> Exercise requirements
Look through the records below for the line holding "Class to detect: maroon baseball cap". Write it out exactly, with each following line through the line holding "Class to detect: woman with backpack".

> Records supplied
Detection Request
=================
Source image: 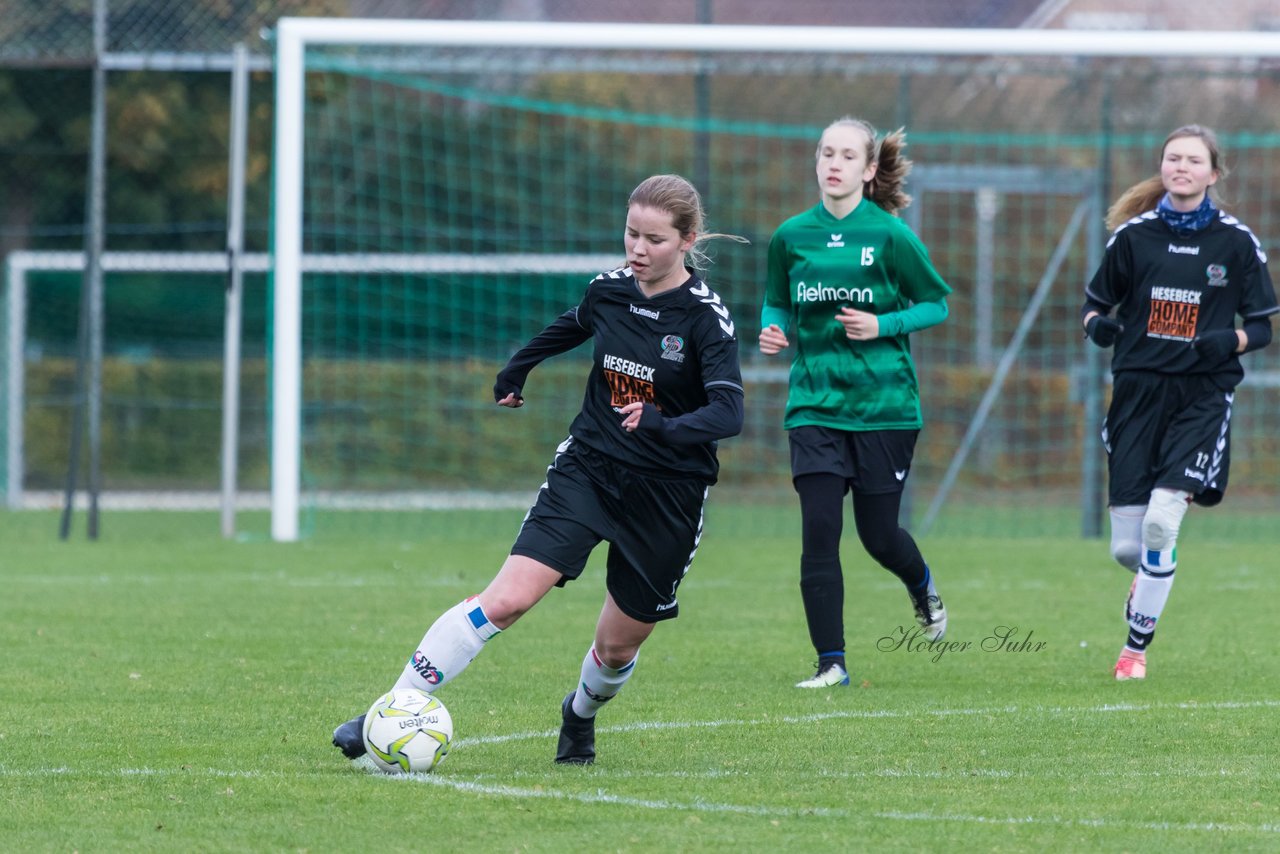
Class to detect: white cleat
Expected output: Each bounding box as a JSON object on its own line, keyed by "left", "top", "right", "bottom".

{"left": 912, "top": 586, "right": 947, "bottom": 642}
{"left": 795, "top": 661, "right": 850, "bottom": 688}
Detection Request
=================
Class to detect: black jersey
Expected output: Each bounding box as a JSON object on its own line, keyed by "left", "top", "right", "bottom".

{"left": 499, "top": 267, "right": 743, "bottom": 484}
{"left": 1085, "top": 210, "right": 1279, "bottom": 385}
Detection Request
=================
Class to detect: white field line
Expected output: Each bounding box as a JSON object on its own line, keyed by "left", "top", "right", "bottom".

{"left": 872, "top": 811, "right": 1280, "bottom": 834}
{"left": 454, "top": 697, "right": 1280, "bottom": 747}
{"left": 7, "top": 761, "right": 1276, "bottom": 834}
{"left": 3, "top": 698, "right": 1277, "bottom": 834}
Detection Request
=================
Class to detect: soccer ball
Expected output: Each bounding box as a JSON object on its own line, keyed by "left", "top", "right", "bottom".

{"left": 361, "top": 688, "right": 453, "bottom": 774}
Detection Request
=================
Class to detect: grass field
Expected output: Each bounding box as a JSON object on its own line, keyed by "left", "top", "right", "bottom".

{"left": 2, "top": 509, "right": 1277, "bottom": 852}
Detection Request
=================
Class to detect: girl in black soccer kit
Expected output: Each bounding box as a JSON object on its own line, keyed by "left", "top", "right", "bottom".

{"left": 332, "top": 174, "right": 746, "bottom": 764}
{"left": 1082, "top": 125, "right": 1277, "bottom": 680}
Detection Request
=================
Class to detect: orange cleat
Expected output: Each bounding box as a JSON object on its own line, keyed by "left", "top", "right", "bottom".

{"left": 1113, "top": 649, "right": 1147, "bottom": 681}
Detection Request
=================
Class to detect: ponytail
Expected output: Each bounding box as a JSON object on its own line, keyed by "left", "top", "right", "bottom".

{"left": 867, "top": 128, "right": 913, "bottom": 216}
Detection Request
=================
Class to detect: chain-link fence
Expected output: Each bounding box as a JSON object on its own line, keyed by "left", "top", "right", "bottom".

{"left": 3, "top": 2, "right": 1279, "bottom": 536}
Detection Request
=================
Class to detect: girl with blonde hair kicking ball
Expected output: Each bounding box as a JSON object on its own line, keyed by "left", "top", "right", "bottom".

{"left": 332, "top": 174, "right": 746, "bottom": 763}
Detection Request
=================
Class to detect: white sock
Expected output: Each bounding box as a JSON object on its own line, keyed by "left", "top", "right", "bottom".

{"left": 393, "top": 597, "right": 500, "bottom": 693}
{"left": 571, "top": 646, "right": 637, "bottom": 719}
{"left": 1126, "top": 554, "right": 1175, "bottom": 650}
{"left": 1126, "top": 488, "right": 1188, "bottom": 651}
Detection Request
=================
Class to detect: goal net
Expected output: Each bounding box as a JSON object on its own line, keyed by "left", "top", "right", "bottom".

{"left": 269, "top": 19, "right": 1280, "bottom": 541}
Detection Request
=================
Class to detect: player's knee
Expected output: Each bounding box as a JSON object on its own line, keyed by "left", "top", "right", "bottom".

{"left": 800, "top": 555, "right": 841, "bottom": 588}
{"left": 1142, "top": 488, "right": 1191, "bottom": 550}
{"left": 474, "top": 591, "right": 531, "bottom": 629}
{"left": 1110, "top": 538, "right": 1141, "bottom": 573}
{"left": 593, "top": 642, "right": 639, "bottom": 670}
{"left": 860, "top": 534, "right": 905, "bottom": 569}
{"left": 1108, "top": 504, "right": 1143, "bottom": 572}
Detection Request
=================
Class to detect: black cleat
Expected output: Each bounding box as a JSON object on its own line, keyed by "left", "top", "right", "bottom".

{"left": 332, "top": 714, "right": 367, "bottom": 759}
{"left": 555, "top": 692, "right": 595, "bottom": 765}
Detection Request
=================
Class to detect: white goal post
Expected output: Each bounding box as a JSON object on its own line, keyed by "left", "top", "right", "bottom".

{"left": 270, "top": 18, "right": 1280, "bottom": 541}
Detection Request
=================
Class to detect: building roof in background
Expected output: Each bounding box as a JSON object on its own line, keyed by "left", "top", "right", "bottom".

{"left": 4, "top": 0, "right": 1278, "bottom": 64}
{"left": 354, "top": 0, "right": 1052, "bottom": 28}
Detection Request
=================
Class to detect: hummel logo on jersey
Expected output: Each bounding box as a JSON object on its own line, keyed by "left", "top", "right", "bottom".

{"left": 630, "top": 304, "right": 660, "bottom": 320}
{"left": 827, "top": 233, "right": 844, "bottom": 248}
{"left": 689, "top": 281, "right": 735, "bottom": 337}
{"left": 1167, "top": 244, "right": 1200, "bottom": 255}
{"left": 894, "top": 469, "right": 907, "bottom": 481}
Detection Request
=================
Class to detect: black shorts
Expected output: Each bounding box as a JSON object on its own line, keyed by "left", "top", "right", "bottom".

{"left": 1103, "top": 371, "right": 1234, "bottom": 508}
{"left": 510, "top": 438, "right": 708, "bottom": 623}
{"left": 788, "top": 425, "right": 919, "bottom": 495}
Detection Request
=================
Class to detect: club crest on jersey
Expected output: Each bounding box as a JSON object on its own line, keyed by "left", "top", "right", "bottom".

{"left": 1205, "top": 264, "right": 1228, "bottom": 287}
{"left": 660, "top": 334, "right": 686, "bottom": 363}
{"left": 827, "top": 233, "right": 845, "bottom": 248}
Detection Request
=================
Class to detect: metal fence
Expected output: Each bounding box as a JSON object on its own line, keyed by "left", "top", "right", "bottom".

{"left": 3, "top": 2, "right": 1280, "bottom": 540}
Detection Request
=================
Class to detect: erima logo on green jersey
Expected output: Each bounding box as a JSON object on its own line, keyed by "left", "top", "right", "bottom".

{"left": 796, "top": 281, "right": 872, "bottom": 303}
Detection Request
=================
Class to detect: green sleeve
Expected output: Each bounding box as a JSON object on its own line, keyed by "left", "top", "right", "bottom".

{"left": 760, "top": 305, "right": 790, "bottom": 332}
{"left": 876, "top": 298, "right": 949, "bottom": 338}
{"left": 890, "top": 221, "right": 952, "bottom": 304}
{"left": 761, "top": 227, "right": 792, "bottom": 332}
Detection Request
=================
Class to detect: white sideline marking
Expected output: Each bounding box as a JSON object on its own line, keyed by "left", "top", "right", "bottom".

{"left": 388, "top": 773, "right": 845, "bottom": 817}
{"left": 876, "top": 810, "right": 1280, "bottom": 835}
{"left": 453, "top": 697, "right": 1280, "bottom": 747}
{"left": 10, "top": 765, "right": 1273, "bottom": 834}
{"left": 4, "top": 698, "right": 1277, "bottom": 835}
{"left": 7, "top": 761, "right": 1276, "bottom": 834}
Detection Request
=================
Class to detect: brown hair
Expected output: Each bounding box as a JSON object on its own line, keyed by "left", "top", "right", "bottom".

{"left": 1105, "top": 124, "right": 1228, "bottom": 231}
{"left": 628, "top": 174, "right": 747, "bottom": 270}
{"left": 819, "top": 117, "right": 913, "bottom": 215}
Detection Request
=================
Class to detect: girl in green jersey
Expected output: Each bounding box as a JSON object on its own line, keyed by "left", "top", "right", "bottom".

{"left": 760, "top": 117, "right": 952, "bottom": 688}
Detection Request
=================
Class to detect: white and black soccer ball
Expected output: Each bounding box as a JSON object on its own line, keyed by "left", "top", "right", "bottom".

{"left": 362, "top": 688, "right": 453, "bottom": 774}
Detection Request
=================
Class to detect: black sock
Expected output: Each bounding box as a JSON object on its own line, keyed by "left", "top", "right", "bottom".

{"left": 818, "top": 652, "right": 845, "bottom": 671}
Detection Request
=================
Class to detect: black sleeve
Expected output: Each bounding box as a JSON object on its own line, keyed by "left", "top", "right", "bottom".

{"left": 494, "top": 309, "right": 590, "bottom": 401}
{"left": 1242, "top": 315, "right": 1273, "bottom": 354}
{"left": 634, "top": 385, "right": 744, "bottom": 446}
{"left": 1080, "top": 298, "right": 1113, "bottom": 322}
{"left": 1083, "top": 230, "right": 1130, "bottom": 316}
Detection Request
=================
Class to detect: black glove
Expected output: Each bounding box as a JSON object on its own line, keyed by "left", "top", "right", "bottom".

{"left": 1084, "top": 315, "right": 1122, "bottom": 348}
{"left": 493, "top": 371, "right": 524, "bottom": 405}
{"left": 1192, "top": 328, "right": 1239, "bottom": 364}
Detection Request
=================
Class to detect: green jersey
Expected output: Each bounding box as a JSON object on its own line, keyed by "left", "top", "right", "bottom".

{"left": 764, "top": 200, "right": 951, "bottom": 431}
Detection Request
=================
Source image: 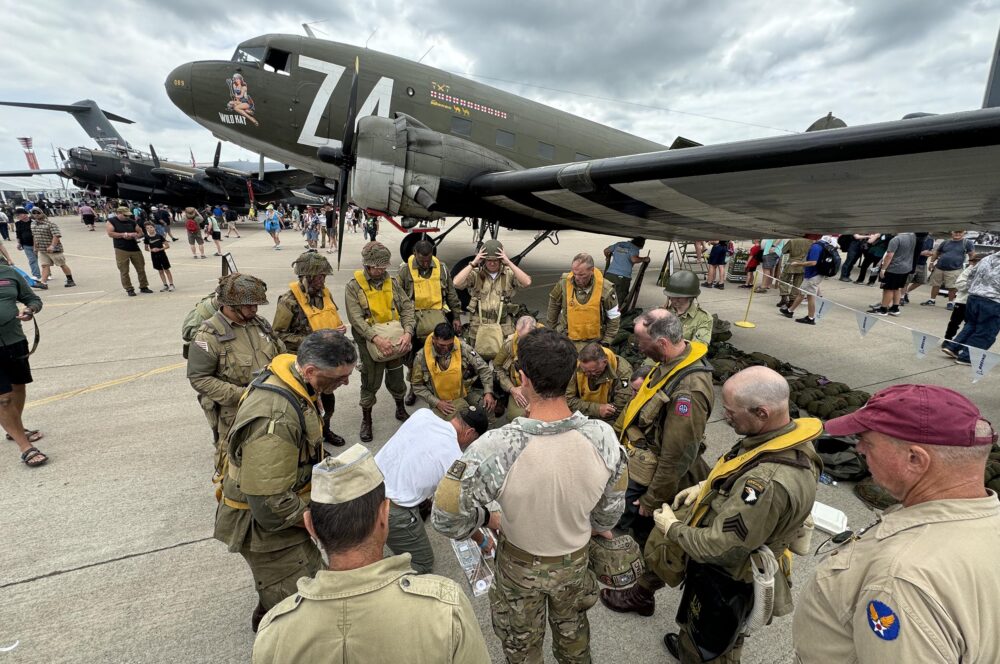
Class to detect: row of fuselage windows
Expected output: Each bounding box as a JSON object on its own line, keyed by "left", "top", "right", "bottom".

{"left": 450, "top": 116, "right": 590, "bottom": 162}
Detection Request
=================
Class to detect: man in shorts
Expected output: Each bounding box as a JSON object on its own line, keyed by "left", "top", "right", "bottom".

{"left": 922, "top": 230, "right": 976, "bottom": 309}
{"left": 0, "top": 258, "right": 46, "bottom": 466}
{"left": 781, "top": 235, "right": 836, "bottom": 324}
{"left": 869, "top": 232, "right": 916, "bottom": 317}
{"left": 183, "top": 207, "right": 207, "bottom": 259}
{"left": 29, "top": 209, "right": 76, "bottom": 289}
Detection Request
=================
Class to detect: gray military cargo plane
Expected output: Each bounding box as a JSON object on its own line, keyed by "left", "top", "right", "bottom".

{"left": 0, "top": 99, "right": 319, "bottom": 207}
{"left": 166, "top": 33, "right": 1000, "bottom": 267}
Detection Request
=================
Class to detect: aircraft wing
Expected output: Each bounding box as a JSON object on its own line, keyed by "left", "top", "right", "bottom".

{"left": 467, "top": 109, "right": 1000, "bottom": 240}
{"left": 0, "top": 169, "right": 65, "bottom": 177}
{"left": 259, "top": 168, "right": 319, "bottom": 190}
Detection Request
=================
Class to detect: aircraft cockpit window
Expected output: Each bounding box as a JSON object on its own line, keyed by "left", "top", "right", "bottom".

{"left": 537, "top": 141, "right": 555, "bottom": 161}
{"left": 496, "top": 129, "right": 515, "bottom": 150}
{"left": 232, "top": 46, "right": 265, "bottom": 65}
{"left": 451, "top": 116, "right": 472, "bottom": 136}
{"left": 70, "top": 148, "right": 93, "bottom": 162}
{"left": 264, "top": 48, "right": 291, "bottom": 75}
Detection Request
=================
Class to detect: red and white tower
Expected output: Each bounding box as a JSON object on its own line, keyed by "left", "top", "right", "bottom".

{"left": 17, "top": 137, "right": 40, "bottom": 170}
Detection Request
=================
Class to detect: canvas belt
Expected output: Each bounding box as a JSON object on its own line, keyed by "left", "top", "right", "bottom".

{"left": 500, "top": 537, "right": 588, "bottom": 564}
{"left": 221, "top": 482, "right": 312, "bottom": 510}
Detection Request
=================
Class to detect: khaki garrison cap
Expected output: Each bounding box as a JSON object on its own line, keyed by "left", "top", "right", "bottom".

{"left": 311, "top": 444, "right": 384, "bottom": 504}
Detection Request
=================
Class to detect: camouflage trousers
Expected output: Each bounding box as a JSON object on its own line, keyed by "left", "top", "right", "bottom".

{"left": 353, "top": 332, "right": 407, "bottom": 407}
{"left": 239, "top": 539, "right": 323, "bottom": 611}
{"left": 491, "top": 539, "right": 598, "bottom": 663}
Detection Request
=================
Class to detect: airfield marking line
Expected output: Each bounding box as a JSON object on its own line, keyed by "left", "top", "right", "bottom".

{"left": 32, "top": 352, "right": 182, "bottom": 371}
{"left": 0, "top": 536, "right": 214, "bottom": 590}
{"left": 25, "top": 361, "right": 187, "bottom": 410}
{"left": 46, "top": 290, "right": 106, "bottom": 297}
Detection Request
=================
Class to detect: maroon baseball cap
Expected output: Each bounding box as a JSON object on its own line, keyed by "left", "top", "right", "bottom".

{"left": 825, "top": 384, "right": 996, "bottom": 447}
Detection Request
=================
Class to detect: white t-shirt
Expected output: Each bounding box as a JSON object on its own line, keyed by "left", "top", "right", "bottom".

{"left": 374, "top": 408, "right": 461, "bottom": 508}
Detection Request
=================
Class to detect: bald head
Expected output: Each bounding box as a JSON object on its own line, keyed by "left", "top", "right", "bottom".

{"left": 721, "top": 366, "right": 791, "bottom": 436}
{"left": 515, "top": 315, "right": 537, "bottom": 336}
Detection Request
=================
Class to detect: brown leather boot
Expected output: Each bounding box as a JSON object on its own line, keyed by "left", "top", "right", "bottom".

{"left": 360, "top": 407, "right": 373, "bottom": 442}
{"left": 599, "top": 584, "right": 656, "bottom": 617}
{"left": 394, "top": 398, "right": 410, "bottom": 422}
{"left": 404, "top": 389, "right": 416, "bottom": 406}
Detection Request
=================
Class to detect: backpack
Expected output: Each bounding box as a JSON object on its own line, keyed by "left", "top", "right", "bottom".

{"left": 186, "top": 218, "right": 199, "bottom": 233}
{"left": 181, "top": 293, "right": 219, "bottom": 358}
{"left": 815, "top": 242, "right": 841, "bottom": 277}
{"left": 813, "top": 436, "right": 869, "bottom": 480}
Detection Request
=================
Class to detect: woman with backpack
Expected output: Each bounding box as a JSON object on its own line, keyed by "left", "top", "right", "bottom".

{"left": 184, "top": 207, "right": 207, "bottom": 259}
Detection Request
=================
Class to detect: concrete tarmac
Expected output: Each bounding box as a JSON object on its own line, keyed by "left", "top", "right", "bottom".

{"left": 0, "top": 217, "right": 996, "bottom": 663}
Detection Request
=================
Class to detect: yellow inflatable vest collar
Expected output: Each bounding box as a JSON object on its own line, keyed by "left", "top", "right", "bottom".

{"left": 618, "top": 341, "right": 708, "bottom": 443}
{"left": 408, "top": 256, "right": 444, "bottom": 311}
{"left": 424, "top": 334, "right": 465, "bottom": 401}
{"left": 689, "top": 418, "right": 824, "bottom": 526}
{"left": 576, "top": 346, "right": 619, "bottom": 404}
{"left": 354, "top": 269, "right": 397, "bottom": 324}
{"left": 289, "top": 281, "right": 343, "bottom": 331}
{"left": 566, "top": 268, "right": 604, "bottom": 341}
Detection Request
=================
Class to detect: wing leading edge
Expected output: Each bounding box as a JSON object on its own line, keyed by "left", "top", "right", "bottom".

{"left": 468, "top": 108, "right": 1000, "bottom": 240}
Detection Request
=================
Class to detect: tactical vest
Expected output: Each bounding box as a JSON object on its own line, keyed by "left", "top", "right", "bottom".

{"left": 219, "top": 354, "right": 323, "bottom": 509}
{"left": 354, "top": 270, "right": 398, "bottom": 324}
{"left": 423, "top": 335, "right": 465, "bottom": 401}
{"left": 289, "top": 281, "right": 343, "bottom": 330}
{"left": 408, "top": 256, "right": 444, "bottom": 311}
{"left": 576, "top": 347, "right": 618, "bottom": 404}
{"left": 566, "top": 269, "right": 604, "bottom": 341}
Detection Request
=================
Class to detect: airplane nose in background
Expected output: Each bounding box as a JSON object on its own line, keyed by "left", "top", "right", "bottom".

{"left": 165, "top": 63, "right": 194, "bottom": 114}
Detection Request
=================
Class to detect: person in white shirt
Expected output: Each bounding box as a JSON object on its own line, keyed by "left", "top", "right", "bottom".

{"left": 374, "top": 406, "right": 489, "bottom": 573}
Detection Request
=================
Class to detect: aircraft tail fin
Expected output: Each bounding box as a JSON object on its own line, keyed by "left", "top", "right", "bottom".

{"left": 0, "top": 99, "right": 135, "bottom": 149}
{"left": 983, "top": 27, "right": 1000, "bottom": 108}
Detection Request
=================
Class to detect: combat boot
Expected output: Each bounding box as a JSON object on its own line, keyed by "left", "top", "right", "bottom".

{"left": 394, "top": 398, "right": 410, "bottom": 422}
{"left": 404, "top": 389, "right": 416, "bottom": 406}
{"left": 775, "top": 295, "right": 788, "bottom": 308}
{"left": 323, "top": 426, "right": 346, "bottom": 447}
{"left": 599, "top": 584, "right": 656, "bottom": 617}
{"left": 360, "top": 407, "right": 373, "bottom": 443}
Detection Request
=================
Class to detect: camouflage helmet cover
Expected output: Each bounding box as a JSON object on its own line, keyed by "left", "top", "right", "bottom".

{"left": 481, "top": 239, "right": 503, "bottom": 259}
{"left": 292, "top": 251, "right": 333, "bottom": 276}
{"left": 361, "top": 241, "right": 391, "bottom": 267}
{"left": 587, "top": 534, "right": 645, "bottom": 588}
{"left": 663, "top": 270, "right": 702, "bottom": 298}
{"left": 216, "top": 273, "right": 269, "bottom": 306}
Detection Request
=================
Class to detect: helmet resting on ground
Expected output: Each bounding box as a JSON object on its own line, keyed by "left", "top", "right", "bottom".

{"left": 588, "top": 534, "right": 645, "bottom": 588}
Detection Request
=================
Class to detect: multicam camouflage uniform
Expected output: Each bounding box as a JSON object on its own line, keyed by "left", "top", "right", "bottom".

{"left": 432, "top": 413, "right": 627, "bottom": 663}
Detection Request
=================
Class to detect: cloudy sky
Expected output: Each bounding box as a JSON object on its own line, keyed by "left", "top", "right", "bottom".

{"left": 2, "top": 0, "right": 999, "bottom": 184}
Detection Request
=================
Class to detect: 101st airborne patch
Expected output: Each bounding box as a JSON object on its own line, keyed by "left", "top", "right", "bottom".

{"left": 742, "top": 478, "right": 767, "bottom": 505}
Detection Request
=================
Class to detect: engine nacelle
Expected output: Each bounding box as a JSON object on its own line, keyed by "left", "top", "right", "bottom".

{"left": 351, "top": 115, "right": 518, "bottom": 219}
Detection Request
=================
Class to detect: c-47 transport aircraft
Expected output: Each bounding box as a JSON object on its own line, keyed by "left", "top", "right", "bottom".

{"left": 166, "top": 32, "right": 1000, "bottom": 265}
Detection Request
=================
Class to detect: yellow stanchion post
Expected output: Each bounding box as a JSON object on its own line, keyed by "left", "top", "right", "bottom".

{"left": 734, "top": 267, "right": 758, "bottom": 329}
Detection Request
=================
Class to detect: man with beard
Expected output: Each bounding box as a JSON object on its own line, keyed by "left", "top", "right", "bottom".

{"left": 652, "top": 366, "right": 822, "bottom": 662}
{"left": 273, "top": 252, "right": 348, "bottom": 446}
{"left": 344, "top": 242, "right": 416, "bottom": 442}
{"left": 188, "top": 274, "right": 284, "bottom": 460}
{"left": 600, "top": 308, "right": 713, "bottom": 618}
{"left": 214, "top": 330, "right": 357, "bottom": 633}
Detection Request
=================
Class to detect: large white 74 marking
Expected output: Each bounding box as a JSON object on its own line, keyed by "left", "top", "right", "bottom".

{"left": 297, "top": 55, "right": 394, "bottom": 149}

> Answer
Class to detect: maroon baseball cap
Expected output: Each bounding box as a JSON object on its own line, keyed by "left", "top", "right", "bottom".

{"left": 825, "top": 384, "right": 996, "bottom": 447}
Detection Request
=================
Class to detect: white t-shirt
Expected output: Each bounding box as a JSON object on its own line, keyed by "left", "top", "right", "bottom".

{"left": 374, "top": 408, "right": 461, "bottom": 508}
Detection Request
=================
Class to detect: bald head
Expected output: Each bounding box as a JSON object on its own line, keyed by "left", "top", "right", "bottom".

{"left": 721, "top": 366, "right": 791, "bottom": 436}
{"left": 515, "top": 315, "right": 537, "bottom": 336}
Detection Request
=================
Class to detect: brown leather boot
Expected output: Each bounding box as a JSON object on its own line, keyed by "left", "top", "right", "bottom".

{"left": 360, "top": 407, "right": 373, "bottom": 442}
{"left": 599, "top": 584, "right": 656, "bottom": 617}
{"left": 394, "top": 398, "right": 410, "bottom": 422}
{"left": 404, "top": 389, "right": 416, "bottom": 406}
Detection Request
=================
Class to detect: backpack
Expected output: Each bounding box as a JSON object on its own line, keyed by "left", "top", "right", "bottom".

{"left": 186, "top": 218, "right": 199, "bottom": 233}
{"left": 181, "top": 293, "right": 219, "bottom": 358}
{"left": 815, "top": 242, "right": 841, "bottom": 277}
{"left": 813, "top": 436, "right": 869, "bottom": 480}
Detection Request
=================
Class to detect: woman with backpack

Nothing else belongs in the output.